• Stated goal
Below are records to repeat exactly. Omit the pictures from the copy.

___ The input

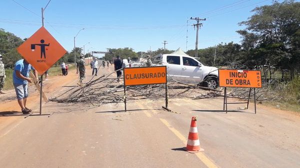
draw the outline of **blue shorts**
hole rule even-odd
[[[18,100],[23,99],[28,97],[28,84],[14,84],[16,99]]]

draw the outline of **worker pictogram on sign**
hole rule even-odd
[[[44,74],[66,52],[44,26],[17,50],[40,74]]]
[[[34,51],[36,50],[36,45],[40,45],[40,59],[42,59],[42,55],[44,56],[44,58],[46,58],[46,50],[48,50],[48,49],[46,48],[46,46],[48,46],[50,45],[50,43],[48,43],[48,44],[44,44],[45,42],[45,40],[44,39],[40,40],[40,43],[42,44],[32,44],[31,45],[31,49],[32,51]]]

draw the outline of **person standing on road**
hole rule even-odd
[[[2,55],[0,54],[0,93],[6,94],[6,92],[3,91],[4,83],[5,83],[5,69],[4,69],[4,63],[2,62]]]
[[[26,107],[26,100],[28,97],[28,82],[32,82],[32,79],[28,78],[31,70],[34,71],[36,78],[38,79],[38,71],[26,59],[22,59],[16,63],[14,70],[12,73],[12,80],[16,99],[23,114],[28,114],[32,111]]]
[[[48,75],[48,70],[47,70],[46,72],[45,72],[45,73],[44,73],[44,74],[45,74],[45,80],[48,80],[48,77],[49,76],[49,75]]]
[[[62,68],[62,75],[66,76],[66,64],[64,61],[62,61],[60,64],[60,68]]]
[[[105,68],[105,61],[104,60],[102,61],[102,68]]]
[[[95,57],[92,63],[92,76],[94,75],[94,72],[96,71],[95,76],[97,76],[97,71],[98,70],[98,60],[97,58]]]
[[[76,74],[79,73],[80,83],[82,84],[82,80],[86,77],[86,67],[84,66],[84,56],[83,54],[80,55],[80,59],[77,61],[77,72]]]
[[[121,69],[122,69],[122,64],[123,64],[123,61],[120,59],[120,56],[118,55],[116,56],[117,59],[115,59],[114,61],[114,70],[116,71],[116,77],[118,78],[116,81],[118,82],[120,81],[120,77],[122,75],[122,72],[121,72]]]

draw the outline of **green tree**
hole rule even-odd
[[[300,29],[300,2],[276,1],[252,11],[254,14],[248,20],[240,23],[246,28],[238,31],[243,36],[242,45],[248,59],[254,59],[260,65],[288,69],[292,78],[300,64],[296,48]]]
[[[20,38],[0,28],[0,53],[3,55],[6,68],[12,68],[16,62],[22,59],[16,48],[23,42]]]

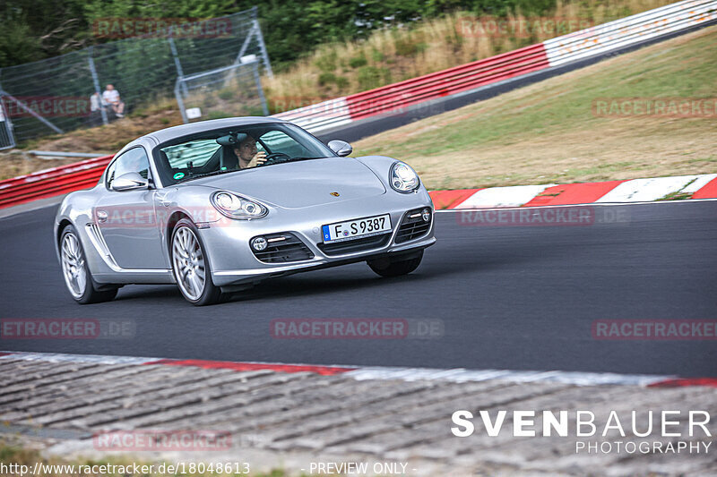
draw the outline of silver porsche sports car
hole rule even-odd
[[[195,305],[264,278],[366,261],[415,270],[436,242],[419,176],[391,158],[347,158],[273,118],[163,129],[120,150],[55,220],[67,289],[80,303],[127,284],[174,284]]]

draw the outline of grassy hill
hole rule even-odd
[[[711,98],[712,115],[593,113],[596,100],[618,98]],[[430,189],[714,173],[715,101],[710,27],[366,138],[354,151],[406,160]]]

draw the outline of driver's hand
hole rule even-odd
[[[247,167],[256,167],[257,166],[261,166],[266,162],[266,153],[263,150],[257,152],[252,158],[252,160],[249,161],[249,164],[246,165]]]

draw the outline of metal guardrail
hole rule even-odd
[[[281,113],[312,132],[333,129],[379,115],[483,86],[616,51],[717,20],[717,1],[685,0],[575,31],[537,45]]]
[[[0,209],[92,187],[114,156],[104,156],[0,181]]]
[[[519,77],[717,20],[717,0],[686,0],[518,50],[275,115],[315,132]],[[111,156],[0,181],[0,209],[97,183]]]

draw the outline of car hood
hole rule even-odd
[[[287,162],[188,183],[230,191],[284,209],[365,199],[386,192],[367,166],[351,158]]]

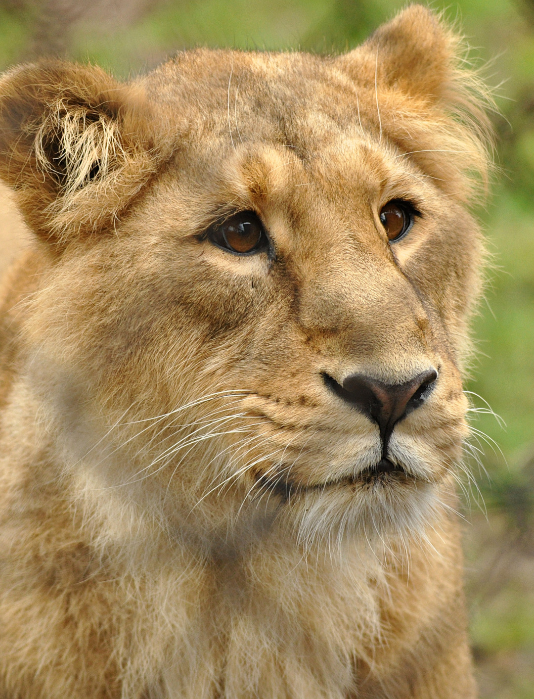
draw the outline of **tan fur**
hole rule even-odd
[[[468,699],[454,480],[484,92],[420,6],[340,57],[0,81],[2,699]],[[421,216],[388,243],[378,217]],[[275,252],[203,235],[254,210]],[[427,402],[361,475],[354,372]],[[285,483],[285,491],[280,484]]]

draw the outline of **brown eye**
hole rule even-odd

______

• Answer to the task
draw the outline of **blue shorts**
hole rule even-odd
[[[18,100],[23,99],[28,97],[28,84],[14,84],[16,99]]]

draw the outline of **worker pictogram on sign**
hole rule even-odd
[[[44,74],[66,52],[44,26],[17,50],[40,74]]]
[[[34,51],[36,50],[36,45],[40,45],[40,59],[42,59],[42,55],[44,56],[44,58],[46,58],[46,50],[48,50],[48,49],[46,48],[46,46],[48,46],[50,45],[50,43],[48,43],[48,44],[44,44],[45,42],[45,40],[44,39],[40,40],[40,43],[42,44],[32,44],[31,45],[31,49],[32,51]]]

draw the outline of **person standing on road**
hole rule even-odd
[[[2,55],[0,54],[0,93],[6,94],[6,92],[3,91],[4,83],[5,83],[5,69],[4,69],[4,63],[2,62]]]
[[[26,107],[26,100],[28,97],[28,82],[32,82],[32,79],[28,78],[31,70],[34,71],[36,78],[38,79],[38,71],[26,59],[22,59],[16,63],[14,70],[12,73],[12,80],[16,99],[23,114],[28,114],[32,111]]]
[[[48,75],[48,70],[47,70],[46,72],[45,72],[45,73],[44,73],[44,74],[45,74],[45,80],[48,80],[48,77],[49,76],[49,75]]]
[[[62,68],[62,75],[66,76],[66,64],[64,61],[62,61],[60,64],[60,68]]]
[[[105,68],[105,61],[104,60],[102,61],[102,68]]]
[[[95,57],[92,63],[92,76],[94,75],[94,72],[96,71],[95,76],[97,76],[97,71],[98,70],[98,60],[97,58]]]
[[[76,74],[79,73],[80,83],[82,84],[82,80],[86,77],[86,67],[84,66],[84,56],[83,54],[80,55],[80,59],[77,61],[77,72]]]
[[[121,69],[122,69],[122,64],[123,64],[123,61],[120,59],[120,56],[118,55],[116,56],[117,59],[115,59],[114,61],[114,70],[116,71],[116,77],[118,78],[116,81],[118,82],[120,81],[120,77],[122,75],[122,72],[121,72]]]

draw the outline of **green tree**
hole rule even-odd
[[[300,29],[300,2],[276,1],[252,11],[254,14],[248,20],[240,23],[246,28],[238,31],[243,36],[242,45],[248,59],[254,59],[260,65],[288,69],[292,78],[300,64],[296,48]]]
[[[20,38],[0,28],[0,53],[3,55],[6,68],[12,68],[16,62],[22,59],[16,48],[23,42]]]

draw the outline of silver porsche sports car
hole rule even-odd
[[[195,305],[264,278],[366,261],[415,270],[436,242],[419,176],[391,158],[347,158],[273,118],[163,129],[120,150],[55,220],[67,289],[80,303],[127,284],[174,284]]]

draw the outline of grassy hill
hole rule even-odd
[[[711,98],[712,115],[593,113],[596,100],[618,98]],[[430,189],[714,173],[715,101],[710,27],[366,138],[354,151],[406,160]]]

draw the outline of driver's hand
hole rule even-odd
[[[247,167],[256,167],[257,166],[261,166],[266,162],[266,153],[263,150],[257,152],[252,158],[252,160],[249,161],[249,164],[246,165]]]

draw the outline of metal guardrail
hole rule even-odd
[[[281,113],[312,132],[333,129],[379,115],[483,86],[616,51],[717,20],[717,1],[685,0],[575,31],[537,45]]]
[[[0,209],[92,187],[114,156],[104,156],[0,181]]]
[[[519,77],[717,20],[717,0],[686,0],[518,50],[275,115],[315,132]],[[111,156],[0,181],[0,209],[97,183]]]

draw the outline of car hood
hole rule even-odd
[[[287,162],[188,183],[230,191],[284,209],[365,199],[386,192],[367,166],[351,158]]]

draw the outline of **tan fur**
hole rule even-odd
[[[468,699],[454,480],[484,92],[420,6],[340,57],[0,81],[2,699]],[[421,216],[388,243],[378,217]],[[275,252],[203,235],[254,210]],[[427,402],[361,475],[354,372]],[[285,483],[285,491],[280,484]]]

draw the outline of **brown eye**
hole rule even-odd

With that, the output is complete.